*** Texto apresentado ***

Natural, tradicional... e daí?
Informa-nos a Folha de S. Paulo de que a Agência Nacional de Vigilância Sanitária (Anvisa) estuda relaxar as regras para o licenciamento de produtos fitoterápicos: em vez de terem de comprovar cientificamente que são seguros e eficazes, os remédios baseados em plantas de "uso tradicional" teriam, apenas, de comprovar "segurança". Em outras palavras, para pôr um medicamento fitoterápico no mercado não seria mais necessário provar que ele funciona mas, apenas, que não é veneno -- ao menos, não na dose recomendada na bula.
Esse negócio de provar "segurança", mas não "eficácia", é a mesma brecha já explorada pelos vendedores de fórmulas herbais de emagrecimento que tanto colaboram com a receita publicitária das revistas femininas. Se você se der ao trabalho de ler as letrinhas miúdas no rodapé do anúncio, abaixo das pernas razoavelmente bem tornadas da obscura modelo-e-atriz em trajes de ginástica, elas dizem algo mais ou menos assim: "Este produto não é um medicamento. Sua eficácia não foi comprovada em estudos científicos". Que é exatamente o oposto do que o anúncio dá a entender. É de se imaginar por que as pessoas que fazem isso não vão procurar um trabalho mais honesto, tipo vender plutônio para a Al-Qaeda.

*** Registros fornecidos ***

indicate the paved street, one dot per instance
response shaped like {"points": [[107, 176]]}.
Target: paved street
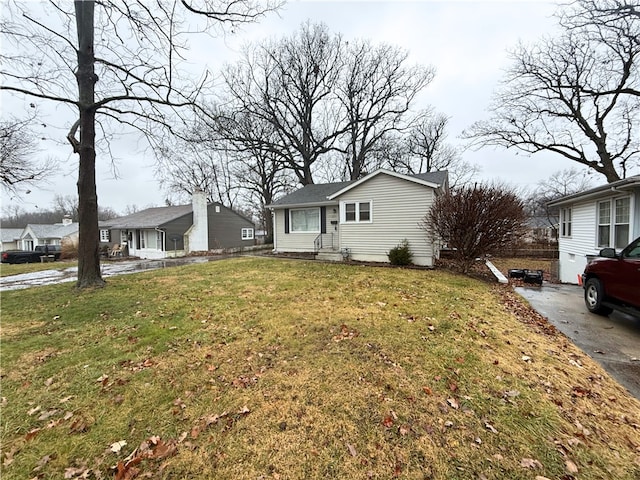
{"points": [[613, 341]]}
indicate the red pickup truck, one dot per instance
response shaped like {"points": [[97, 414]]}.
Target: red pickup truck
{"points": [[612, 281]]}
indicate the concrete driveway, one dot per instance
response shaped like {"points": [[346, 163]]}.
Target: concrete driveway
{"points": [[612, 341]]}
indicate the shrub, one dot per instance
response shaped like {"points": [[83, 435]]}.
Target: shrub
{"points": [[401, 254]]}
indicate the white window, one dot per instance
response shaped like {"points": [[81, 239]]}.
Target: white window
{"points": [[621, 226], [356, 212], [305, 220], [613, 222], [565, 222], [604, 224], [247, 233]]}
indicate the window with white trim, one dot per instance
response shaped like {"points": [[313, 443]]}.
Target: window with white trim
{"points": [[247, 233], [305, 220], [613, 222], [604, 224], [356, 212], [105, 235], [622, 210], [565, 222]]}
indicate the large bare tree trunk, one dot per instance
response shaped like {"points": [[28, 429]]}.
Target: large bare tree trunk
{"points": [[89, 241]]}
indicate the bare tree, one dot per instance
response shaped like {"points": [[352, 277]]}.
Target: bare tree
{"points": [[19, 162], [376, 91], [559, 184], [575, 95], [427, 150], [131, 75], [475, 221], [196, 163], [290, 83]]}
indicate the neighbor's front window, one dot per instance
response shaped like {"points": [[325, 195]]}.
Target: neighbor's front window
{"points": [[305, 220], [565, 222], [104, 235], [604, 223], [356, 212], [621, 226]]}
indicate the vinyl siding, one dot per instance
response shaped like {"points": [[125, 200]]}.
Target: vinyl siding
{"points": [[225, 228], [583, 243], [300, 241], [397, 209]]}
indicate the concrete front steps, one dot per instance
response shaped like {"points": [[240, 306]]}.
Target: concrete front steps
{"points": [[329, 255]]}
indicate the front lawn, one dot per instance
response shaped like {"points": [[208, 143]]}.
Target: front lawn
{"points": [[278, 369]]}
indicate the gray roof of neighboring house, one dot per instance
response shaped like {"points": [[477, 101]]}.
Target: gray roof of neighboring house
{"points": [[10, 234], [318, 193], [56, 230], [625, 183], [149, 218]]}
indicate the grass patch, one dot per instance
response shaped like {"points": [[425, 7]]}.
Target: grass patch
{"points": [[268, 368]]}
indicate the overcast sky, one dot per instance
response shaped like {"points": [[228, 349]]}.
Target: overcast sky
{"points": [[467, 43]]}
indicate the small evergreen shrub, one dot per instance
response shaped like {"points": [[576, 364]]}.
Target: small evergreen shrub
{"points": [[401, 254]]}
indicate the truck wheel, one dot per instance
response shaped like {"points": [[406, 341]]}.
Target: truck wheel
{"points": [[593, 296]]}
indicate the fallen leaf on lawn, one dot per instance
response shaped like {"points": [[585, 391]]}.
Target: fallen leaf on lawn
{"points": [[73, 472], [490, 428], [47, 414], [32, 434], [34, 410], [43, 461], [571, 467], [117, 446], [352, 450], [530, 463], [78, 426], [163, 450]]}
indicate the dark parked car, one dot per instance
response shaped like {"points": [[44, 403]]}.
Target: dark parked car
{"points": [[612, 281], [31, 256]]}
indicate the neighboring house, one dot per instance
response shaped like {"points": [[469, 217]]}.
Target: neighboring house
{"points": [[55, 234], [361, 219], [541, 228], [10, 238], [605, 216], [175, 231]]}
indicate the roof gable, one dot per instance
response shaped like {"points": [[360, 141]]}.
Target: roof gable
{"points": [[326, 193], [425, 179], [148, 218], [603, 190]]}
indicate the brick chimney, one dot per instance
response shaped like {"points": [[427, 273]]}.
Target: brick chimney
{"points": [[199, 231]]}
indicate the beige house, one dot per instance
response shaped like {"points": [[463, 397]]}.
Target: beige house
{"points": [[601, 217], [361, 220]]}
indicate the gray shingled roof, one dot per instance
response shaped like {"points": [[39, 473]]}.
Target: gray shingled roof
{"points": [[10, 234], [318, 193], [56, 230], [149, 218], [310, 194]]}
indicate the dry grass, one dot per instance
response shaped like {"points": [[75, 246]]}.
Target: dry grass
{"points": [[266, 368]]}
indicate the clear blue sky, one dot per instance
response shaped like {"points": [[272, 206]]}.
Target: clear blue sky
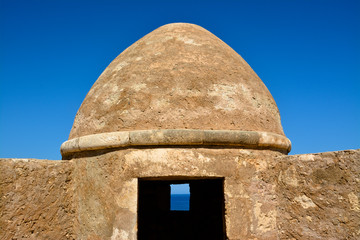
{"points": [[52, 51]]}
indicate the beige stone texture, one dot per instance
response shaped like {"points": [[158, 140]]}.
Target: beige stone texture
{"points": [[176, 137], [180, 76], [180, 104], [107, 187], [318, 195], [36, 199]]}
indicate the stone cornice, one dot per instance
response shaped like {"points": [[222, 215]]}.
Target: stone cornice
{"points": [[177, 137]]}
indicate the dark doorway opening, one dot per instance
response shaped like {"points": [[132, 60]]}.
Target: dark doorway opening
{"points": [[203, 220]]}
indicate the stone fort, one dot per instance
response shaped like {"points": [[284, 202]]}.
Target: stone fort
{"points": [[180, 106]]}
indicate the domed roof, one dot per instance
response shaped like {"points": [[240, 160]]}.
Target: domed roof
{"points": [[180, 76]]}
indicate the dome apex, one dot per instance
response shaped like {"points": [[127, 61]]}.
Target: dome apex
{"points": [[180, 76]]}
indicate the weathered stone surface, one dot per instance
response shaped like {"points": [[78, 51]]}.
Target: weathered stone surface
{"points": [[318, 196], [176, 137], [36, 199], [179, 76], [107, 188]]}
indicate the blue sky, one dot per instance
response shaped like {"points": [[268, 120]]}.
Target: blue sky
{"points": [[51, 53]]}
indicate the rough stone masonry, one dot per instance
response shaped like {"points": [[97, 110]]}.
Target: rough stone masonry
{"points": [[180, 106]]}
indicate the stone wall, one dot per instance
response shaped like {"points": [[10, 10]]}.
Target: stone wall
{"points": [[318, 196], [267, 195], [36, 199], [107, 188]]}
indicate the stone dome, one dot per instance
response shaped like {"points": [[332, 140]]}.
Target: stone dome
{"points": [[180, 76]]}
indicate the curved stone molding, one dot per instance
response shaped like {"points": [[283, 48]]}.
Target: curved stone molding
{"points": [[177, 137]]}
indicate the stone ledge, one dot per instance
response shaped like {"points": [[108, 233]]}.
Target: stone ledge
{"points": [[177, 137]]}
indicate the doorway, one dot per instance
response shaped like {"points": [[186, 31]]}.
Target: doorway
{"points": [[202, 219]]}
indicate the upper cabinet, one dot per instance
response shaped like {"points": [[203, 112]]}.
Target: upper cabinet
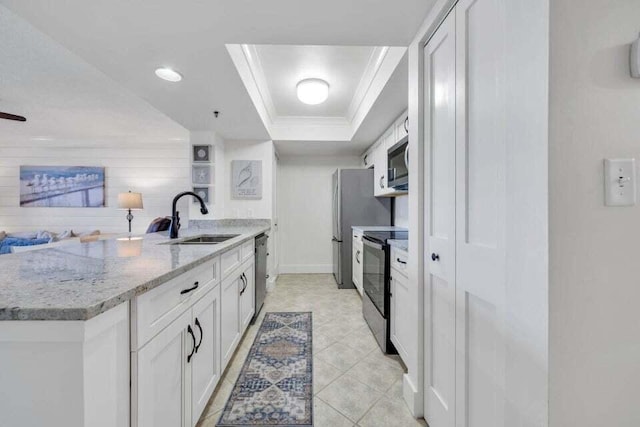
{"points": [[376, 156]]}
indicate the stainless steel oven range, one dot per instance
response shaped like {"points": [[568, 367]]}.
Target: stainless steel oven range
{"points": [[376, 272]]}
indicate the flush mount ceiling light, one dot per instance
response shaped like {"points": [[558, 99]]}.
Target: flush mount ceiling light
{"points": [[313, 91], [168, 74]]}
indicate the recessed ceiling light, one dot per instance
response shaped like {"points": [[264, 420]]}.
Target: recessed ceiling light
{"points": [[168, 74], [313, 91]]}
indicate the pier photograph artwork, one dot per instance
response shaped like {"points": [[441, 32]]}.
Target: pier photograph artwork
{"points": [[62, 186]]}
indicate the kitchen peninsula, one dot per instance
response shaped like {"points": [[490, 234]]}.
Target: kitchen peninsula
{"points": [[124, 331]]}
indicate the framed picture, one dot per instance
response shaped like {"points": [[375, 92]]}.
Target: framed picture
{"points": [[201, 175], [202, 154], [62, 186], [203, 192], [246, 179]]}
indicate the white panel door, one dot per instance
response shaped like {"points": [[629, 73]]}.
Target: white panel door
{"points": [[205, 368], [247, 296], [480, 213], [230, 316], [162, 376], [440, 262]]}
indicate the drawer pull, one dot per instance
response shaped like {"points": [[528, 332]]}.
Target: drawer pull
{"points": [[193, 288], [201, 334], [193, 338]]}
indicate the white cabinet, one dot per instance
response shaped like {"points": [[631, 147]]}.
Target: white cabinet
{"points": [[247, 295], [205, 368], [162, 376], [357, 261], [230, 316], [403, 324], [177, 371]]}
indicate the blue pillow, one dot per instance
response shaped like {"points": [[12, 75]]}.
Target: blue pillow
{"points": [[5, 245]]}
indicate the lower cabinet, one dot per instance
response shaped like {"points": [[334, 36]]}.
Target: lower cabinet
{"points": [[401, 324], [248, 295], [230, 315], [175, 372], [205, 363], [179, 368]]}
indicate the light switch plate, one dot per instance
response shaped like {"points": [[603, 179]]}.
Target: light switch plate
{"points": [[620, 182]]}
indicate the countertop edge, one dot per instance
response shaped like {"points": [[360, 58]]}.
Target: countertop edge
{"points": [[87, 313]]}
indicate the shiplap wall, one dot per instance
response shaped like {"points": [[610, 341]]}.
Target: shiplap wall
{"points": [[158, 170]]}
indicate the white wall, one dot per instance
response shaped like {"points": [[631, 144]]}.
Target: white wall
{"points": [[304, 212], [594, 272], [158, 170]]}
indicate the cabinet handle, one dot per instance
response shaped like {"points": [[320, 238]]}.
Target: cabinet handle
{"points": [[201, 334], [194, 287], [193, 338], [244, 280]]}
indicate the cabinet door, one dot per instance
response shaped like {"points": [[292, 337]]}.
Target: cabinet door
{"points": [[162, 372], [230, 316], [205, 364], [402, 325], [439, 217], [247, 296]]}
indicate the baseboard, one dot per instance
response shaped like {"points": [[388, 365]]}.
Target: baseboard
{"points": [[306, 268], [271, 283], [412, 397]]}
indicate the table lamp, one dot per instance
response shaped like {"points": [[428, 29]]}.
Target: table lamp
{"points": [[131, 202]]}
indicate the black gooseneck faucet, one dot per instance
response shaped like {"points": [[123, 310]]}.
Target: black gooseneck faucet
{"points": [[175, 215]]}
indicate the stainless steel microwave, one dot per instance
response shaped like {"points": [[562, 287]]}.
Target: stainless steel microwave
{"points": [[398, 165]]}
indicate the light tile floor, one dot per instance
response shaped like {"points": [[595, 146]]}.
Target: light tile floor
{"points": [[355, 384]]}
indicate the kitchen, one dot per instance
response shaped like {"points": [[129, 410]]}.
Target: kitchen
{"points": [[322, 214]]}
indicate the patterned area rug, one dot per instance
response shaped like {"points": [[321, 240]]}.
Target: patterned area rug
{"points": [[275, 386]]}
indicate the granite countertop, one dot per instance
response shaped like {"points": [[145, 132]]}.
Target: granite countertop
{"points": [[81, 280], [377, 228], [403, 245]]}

***
*** Registros fornecidos ***

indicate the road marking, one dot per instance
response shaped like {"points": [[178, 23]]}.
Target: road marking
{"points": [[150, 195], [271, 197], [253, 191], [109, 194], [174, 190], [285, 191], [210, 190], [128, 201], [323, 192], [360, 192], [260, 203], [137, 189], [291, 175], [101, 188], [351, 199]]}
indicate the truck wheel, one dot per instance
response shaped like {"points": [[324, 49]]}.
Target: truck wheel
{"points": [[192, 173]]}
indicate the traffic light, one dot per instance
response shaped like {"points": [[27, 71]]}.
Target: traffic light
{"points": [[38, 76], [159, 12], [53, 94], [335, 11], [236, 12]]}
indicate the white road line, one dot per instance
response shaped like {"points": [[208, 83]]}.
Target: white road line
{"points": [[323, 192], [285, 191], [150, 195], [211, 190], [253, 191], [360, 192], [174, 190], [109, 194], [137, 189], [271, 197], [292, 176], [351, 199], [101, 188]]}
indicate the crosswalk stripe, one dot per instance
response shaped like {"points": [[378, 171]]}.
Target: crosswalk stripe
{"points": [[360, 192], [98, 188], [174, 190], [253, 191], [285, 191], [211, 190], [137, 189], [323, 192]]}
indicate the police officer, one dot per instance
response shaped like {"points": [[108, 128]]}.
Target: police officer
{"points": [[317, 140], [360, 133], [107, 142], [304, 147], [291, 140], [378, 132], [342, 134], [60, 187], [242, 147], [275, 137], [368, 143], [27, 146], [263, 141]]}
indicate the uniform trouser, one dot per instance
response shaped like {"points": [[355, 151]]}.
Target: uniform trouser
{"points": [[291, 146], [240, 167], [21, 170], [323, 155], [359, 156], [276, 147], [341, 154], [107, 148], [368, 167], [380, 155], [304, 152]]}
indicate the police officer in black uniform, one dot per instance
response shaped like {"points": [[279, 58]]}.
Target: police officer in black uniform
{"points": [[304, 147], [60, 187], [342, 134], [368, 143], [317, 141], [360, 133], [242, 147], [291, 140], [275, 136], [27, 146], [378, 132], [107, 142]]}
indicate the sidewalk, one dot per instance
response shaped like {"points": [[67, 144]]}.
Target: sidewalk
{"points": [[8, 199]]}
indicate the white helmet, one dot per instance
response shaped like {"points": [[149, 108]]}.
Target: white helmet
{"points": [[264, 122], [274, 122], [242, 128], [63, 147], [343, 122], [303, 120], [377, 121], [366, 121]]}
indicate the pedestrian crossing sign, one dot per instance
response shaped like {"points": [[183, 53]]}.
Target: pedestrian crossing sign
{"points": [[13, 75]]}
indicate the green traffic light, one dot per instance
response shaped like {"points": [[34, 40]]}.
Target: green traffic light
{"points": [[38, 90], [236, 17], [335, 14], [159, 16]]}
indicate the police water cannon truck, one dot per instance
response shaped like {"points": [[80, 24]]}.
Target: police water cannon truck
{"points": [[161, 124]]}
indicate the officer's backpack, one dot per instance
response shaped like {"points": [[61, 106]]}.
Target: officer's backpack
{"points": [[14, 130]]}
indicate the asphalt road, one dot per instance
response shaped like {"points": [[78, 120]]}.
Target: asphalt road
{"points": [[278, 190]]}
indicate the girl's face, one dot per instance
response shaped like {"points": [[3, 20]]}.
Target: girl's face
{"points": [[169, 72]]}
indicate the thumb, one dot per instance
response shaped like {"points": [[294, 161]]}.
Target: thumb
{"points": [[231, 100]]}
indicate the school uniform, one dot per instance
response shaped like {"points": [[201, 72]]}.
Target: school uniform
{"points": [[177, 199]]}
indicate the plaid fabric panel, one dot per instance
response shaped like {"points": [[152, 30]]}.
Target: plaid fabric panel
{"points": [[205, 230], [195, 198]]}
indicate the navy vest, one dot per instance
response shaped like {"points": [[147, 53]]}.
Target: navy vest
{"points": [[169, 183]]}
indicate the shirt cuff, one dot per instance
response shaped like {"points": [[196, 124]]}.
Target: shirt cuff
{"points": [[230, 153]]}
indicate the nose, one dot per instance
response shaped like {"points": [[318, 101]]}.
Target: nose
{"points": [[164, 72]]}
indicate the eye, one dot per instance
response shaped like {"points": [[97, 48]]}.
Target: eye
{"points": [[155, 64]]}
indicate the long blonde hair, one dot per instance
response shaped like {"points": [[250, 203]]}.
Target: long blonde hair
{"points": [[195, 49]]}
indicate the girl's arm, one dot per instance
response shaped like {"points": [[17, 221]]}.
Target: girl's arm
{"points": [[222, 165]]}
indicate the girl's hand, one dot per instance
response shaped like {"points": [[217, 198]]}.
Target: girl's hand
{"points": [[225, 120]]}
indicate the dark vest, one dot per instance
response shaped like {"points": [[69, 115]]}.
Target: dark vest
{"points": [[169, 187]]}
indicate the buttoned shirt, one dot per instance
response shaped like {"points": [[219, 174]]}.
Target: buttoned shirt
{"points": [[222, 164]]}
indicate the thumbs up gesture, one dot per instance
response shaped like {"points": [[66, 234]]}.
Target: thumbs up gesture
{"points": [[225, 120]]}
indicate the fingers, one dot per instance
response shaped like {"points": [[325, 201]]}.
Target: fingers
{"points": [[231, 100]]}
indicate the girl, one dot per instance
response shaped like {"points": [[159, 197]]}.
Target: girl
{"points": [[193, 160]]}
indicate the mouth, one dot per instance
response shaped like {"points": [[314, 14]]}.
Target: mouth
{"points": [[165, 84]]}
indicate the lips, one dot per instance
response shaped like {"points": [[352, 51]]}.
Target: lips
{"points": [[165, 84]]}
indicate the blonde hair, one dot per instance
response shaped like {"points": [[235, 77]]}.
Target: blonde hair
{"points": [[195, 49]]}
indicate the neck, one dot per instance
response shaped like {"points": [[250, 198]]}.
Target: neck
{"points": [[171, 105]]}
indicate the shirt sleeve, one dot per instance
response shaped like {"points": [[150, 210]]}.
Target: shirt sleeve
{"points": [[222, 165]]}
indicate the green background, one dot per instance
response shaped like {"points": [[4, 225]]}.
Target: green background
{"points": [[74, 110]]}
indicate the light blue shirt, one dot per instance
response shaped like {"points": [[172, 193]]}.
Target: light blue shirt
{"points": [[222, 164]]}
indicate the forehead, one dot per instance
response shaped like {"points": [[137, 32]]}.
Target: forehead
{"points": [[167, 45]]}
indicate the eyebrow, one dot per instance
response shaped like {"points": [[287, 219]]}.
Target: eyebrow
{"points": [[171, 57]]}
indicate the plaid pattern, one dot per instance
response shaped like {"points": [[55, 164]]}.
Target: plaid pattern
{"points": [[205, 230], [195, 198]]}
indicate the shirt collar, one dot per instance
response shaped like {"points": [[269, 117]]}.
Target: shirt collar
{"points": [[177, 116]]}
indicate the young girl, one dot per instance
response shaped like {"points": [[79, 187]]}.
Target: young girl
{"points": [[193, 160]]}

***

§ Lista de atividades
1. Responda às perguntas com base no texto sobre os fitoterápicos.
(a) Que órgão estuda relaxar as regras para o licenciamento de produtos fitoterápicos?
(b) Que jornal traz essa informação?
(c) O que dizem as letrinhas miúdas no rodapé do anúncio?
2. Reproduza o trecho do texto sobre os fitoterápicos que vai de "Esse negócio de" até "para a Al-Qaeda.", inclusive.
3. Indique se cada afirmação está de acordo com o texto sobre os fitoterápicos. Responda sim ou não e cite as palavras do texto que decidem a questão.
(a) Pela proposta, para pôr um medicamento fitoterápico no mercado, seria preciso provar que ele funciona.
(b) A brecha de provar "segurança", mas não "eficácia", já é explorada por vendedores de fórmulas herbais de emagrecimento.
(c) O aviso no rodapé do anúncio confirma o que o anúncio dá a entender.

§ Respostas das atividades
1.
(a) A Agência Nacional de Vigilância Sanitária (Anvisa).
(b) A Folha de S. Paulo.
(c) "Este produto não é um medicamento. Sua eficácia não foi comprovada em estudos científicos".

2.
Esse negócio de provar "segurança", mas não "eficácia", é a mesma brecha já explorada pelos vendedores de fórmulas herbais de emagrecimento que tanto colaboram com a receita publicitária das revistas femininas. Se você se der ao trabalho de ler as letrinhas miúdas no rodapé do anúncio, abaixo das pernas razoavelmente bem tornadas da obscura modelo-e-atriz em trajes de ginástica, elas dizem algo mais ou menos assim: "Este produto não é um medicamento. Sua eficácia não foi comprovada em estudos científicos". Que é exatamente o oposto do que o anúncio dá a entender. É de se imaginar por que as pessoas que fazem isso não vão procurar um trabalho mais honesto, tipo vender plutônio para a Al-Qaeda.

3.
(a) Não: "não seria mais necessário provar que ele funciona".
(b) Sim: "é a mesma brecha já explorada pelos vendedores de fórmulas herbais de emagrecimento".
(c) Não: "Que é exatamente o oposto do que o anúncio dá a entender".